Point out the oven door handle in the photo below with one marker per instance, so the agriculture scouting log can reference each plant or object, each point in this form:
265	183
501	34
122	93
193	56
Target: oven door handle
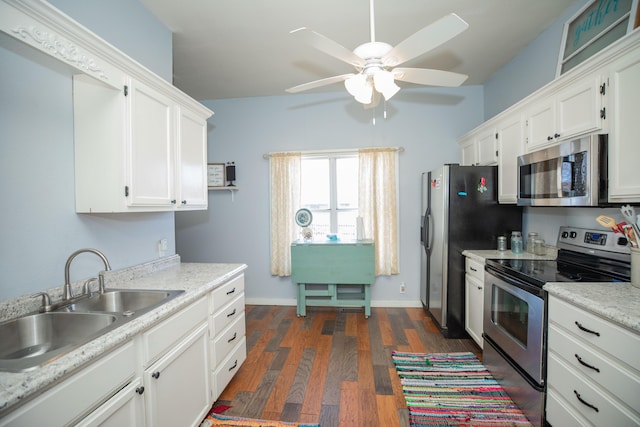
532	289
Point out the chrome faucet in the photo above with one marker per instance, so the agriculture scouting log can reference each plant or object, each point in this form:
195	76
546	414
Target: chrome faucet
67	294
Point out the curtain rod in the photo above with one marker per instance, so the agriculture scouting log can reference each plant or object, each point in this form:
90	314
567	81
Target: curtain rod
344	150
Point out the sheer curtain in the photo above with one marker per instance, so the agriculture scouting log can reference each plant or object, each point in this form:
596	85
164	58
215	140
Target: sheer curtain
284	169
377	205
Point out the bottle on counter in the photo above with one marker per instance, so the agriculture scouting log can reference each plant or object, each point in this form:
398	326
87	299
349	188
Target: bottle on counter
516	242
531	238
502	243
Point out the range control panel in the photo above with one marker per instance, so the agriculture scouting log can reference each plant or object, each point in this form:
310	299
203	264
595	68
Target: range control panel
597	242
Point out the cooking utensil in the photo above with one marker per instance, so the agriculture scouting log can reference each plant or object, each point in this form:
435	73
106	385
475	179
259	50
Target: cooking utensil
629	213
608	222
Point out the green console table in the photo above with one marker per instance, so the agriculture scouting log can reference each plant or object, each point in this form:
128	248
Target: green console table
327	272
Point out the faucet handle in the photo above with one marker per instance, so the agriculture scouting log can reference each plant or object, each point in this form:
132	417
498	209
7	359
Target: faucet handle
86	287
46	301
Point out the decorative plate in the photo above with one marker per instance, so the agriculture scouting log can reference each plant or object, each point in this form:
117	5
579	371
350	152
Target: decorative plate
304	217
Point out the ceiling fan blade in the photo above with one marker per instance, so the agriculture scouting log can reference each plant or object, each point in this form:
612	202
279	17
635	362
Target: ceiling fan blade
318	83
328	46
424	76
426	39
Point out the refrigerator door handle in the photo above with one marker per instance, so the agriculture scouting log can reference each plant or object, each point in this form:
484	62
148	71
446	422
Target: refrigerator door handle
430	236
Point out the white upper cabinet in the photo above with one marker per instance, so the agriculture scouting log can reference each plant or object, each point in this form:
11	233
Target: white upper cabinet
510	134
624	131
140	144
566	113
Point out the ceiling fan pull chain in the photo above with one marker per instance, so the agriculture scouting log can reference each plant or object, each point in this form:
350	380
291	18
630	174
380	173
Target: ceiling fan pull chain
372	19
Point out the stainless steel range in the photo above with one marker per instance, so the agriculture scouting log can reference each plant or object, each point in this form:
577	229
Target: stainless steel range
515	312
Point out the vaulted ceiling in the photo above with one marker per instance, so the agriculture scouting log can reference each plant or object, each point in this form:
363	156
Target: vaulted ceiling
242	48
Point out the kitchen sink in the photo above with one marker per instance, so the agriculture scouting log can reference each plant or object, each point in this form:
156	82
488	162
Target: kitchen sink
127	302
29	341
35	339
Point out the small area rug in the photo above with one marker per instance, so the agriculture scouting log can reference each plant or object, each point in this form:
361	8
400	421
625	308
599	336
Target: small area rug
453	389
219	420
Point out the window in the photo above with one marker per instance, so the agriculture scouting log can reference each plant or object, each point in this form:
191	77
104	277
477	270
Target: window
329	189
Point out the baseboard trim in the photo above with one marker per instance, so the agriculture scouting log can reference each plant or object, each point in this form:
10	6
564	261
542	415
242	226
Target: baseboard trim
293	302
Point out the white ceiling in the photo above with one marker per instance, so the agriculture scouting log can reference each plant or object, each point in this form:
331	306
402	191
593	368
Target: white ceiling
242	48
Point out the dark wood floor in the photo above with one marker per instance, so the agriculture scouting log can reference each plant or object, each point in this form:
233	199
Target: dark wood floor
331	367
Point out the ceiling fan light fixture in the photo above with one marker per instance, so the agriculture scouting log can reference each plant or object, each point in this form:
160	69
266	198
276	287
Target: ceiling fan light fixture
360	88
385	84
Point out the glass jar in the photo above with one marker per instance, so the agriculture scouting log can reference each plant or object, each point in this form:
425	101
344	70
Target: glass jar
516	242
539	247
531	238
502	243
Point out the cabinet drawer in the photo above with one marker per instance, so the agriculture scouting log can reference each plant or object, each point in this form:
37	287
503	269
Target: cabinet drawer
224	342
228	314
84	391
475	269
620	382
226	293
605	335
229	367
163	336
579	393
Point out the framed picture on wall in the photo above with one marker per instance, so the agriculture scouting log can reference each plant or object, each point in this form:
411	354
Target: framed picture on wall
216	175
594	27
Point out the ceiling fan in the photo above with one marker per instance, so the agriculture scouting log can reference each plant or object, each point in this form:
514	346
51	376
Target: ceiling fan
374	61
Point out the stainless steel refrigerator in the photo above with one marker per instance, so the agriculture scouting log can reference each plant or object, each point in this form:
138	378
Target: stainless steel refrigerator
460	211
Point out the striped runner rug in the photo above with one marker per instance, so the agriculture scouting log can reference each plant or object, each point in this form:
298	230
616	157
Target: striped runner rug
453	389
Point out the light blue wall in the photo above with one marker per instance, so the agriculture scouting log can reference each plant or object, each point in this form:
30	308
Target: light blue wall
531	69
426	122
39	225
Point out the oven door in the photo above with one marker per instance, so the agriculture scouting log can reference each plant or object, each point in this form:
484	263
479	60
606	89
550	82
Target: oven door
514	320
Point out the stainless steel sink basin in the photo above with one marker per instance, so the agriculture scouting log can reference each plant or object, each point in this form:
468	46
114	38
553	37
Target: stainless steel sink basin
126	302
32	340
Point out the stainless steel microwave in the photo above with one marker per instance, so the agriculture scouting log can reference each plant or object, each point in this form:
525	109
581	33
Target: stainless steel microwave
572	173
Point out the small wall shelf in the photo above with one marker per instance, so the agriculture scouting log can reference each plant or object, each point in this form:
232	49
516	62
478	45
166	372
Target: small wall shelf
234	188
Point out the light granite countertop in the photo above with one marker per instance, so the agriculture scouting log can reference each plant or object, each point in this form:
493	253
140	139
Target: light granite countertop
618	302
196	279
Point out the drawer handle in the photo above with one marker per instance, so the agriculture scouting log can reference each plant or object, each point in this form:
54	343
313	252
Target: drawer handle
583	363
585	402
582	328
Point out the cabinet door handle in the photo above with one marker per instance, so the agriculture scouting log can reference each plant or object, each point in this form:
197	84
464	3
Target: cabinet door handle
583	363
584	402
582	328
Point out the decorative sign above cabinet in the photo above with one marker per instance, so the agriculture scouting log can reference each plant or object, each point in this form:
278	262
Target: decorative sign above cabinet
594	27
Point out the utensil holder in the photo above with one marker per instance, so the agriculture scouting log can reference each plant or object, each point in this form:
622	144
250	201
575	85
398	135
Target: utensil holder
635	267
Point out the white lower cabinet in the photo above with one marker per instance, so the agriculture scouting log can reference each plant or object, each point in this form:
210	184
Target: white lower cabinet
124	409
72	399
177	391
168	375
474	299
228	347
591	378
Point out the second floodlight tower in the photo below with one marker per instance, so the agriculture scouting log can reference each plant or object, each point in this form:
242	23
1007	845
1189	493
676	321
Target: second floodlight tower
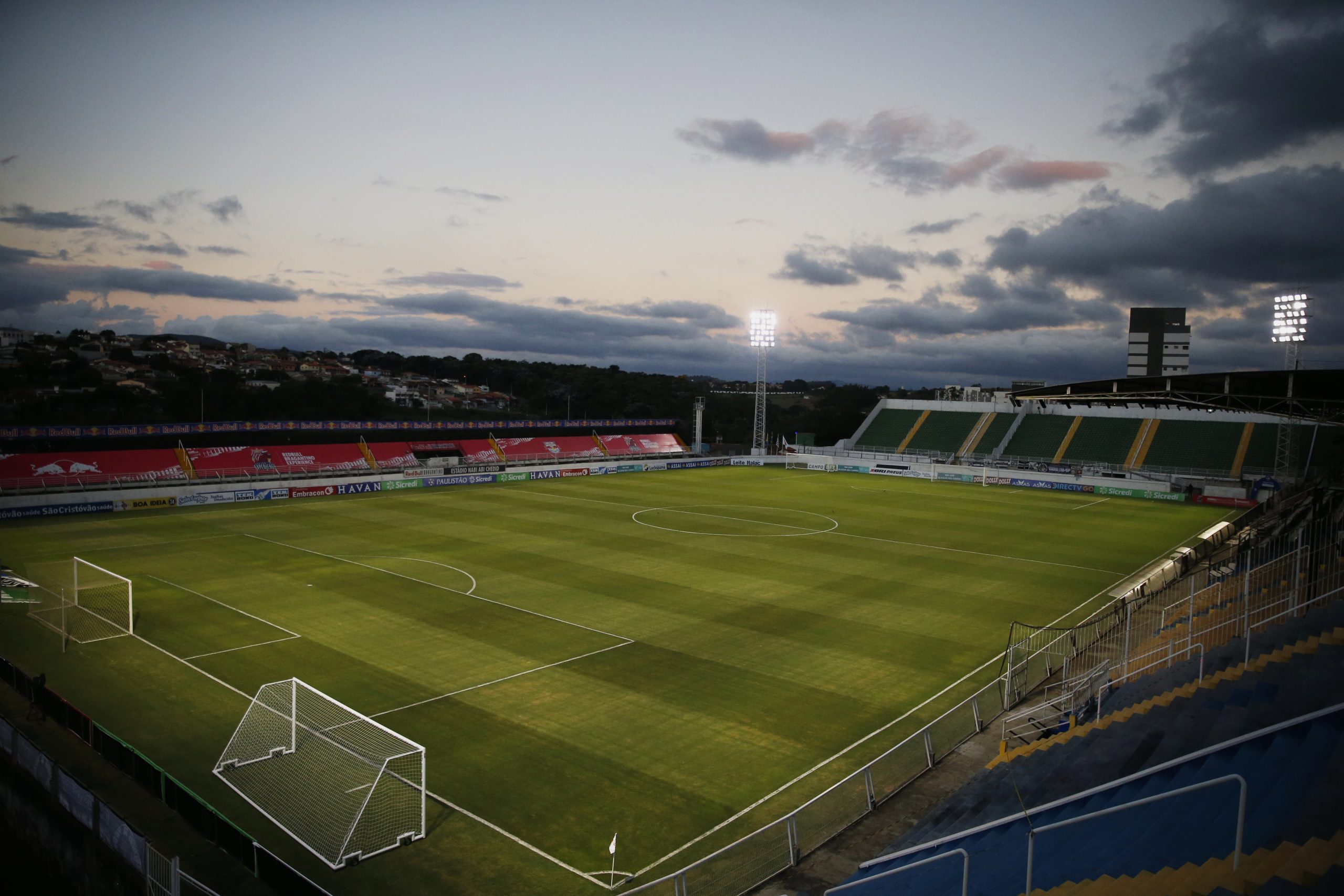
762	340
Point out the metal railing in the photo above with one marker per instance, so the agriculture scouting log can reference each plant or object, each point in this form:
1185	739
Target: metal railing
965	872
780	844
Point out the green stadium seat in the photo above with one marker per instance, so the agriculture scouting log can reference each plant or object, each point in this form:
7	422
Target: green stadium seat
944	431
1102	440
887	430
1195	445
995	433
1040	437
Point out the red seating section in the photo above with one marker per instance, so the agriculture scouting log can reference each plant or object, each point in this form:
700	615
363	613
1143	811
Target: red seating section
393	455
33	471
478	452
277	458
92	467
656	444
554	446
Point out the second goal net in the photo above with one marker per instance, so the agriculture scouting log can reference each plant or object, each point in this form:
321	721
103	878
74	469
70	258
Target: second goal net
82	601
334	779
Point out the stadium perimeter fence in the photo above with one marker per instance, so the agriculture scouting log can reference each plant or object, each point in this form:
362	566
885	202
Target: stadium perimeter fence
112	829
1284	559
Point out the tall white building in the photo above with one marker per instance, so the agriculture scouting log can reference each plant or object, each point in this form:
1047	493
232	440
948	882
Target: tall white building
1159	342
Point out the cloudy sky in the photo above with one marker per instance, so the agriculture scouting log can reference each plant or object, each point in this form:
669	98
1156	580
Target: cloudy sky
953	193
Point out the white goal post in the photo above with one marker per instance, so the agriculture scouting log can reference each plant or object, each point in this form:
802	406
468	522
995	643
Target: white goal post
84	601
810	462
337	781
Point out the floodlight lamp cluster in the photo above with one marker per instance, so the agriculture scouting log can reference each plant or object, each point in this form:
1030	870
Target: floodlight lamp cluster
762	330
1289	319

......

§ Required work
Can you reproduce, character for character, every line from the one containing "Point out the tall" through the end of the entries, both ends included?

§ Solved exercise
Point out the tall white building in the photo above with one marker per instance, so the agriculture scouting log can reference each plant or object, each point in this form:
1047	493
232	440
948	882
Target: tall white building
1159	342
Point out the cloudy sky in the photo above with one marker per instance, so the agriculture scouting log can reference each plant or object, each point in this form:
669	98
1156	580
Target: cloudy sky
953	193
Point out the white goal post in the photo above with one marker per instance, so the agriculture scouting log can reference each plant or object, each point in this form:
802	406
468	522
995	643
Target: white goal post
84	601
810	462
337	781
Point out the floodlight lamp cluster in the photo above with one marker per instance, so the agriculture scouting log can reference each plant or object, each point in this form:
1030	870
Target: floodlight lamp cluster
762	330
1289	319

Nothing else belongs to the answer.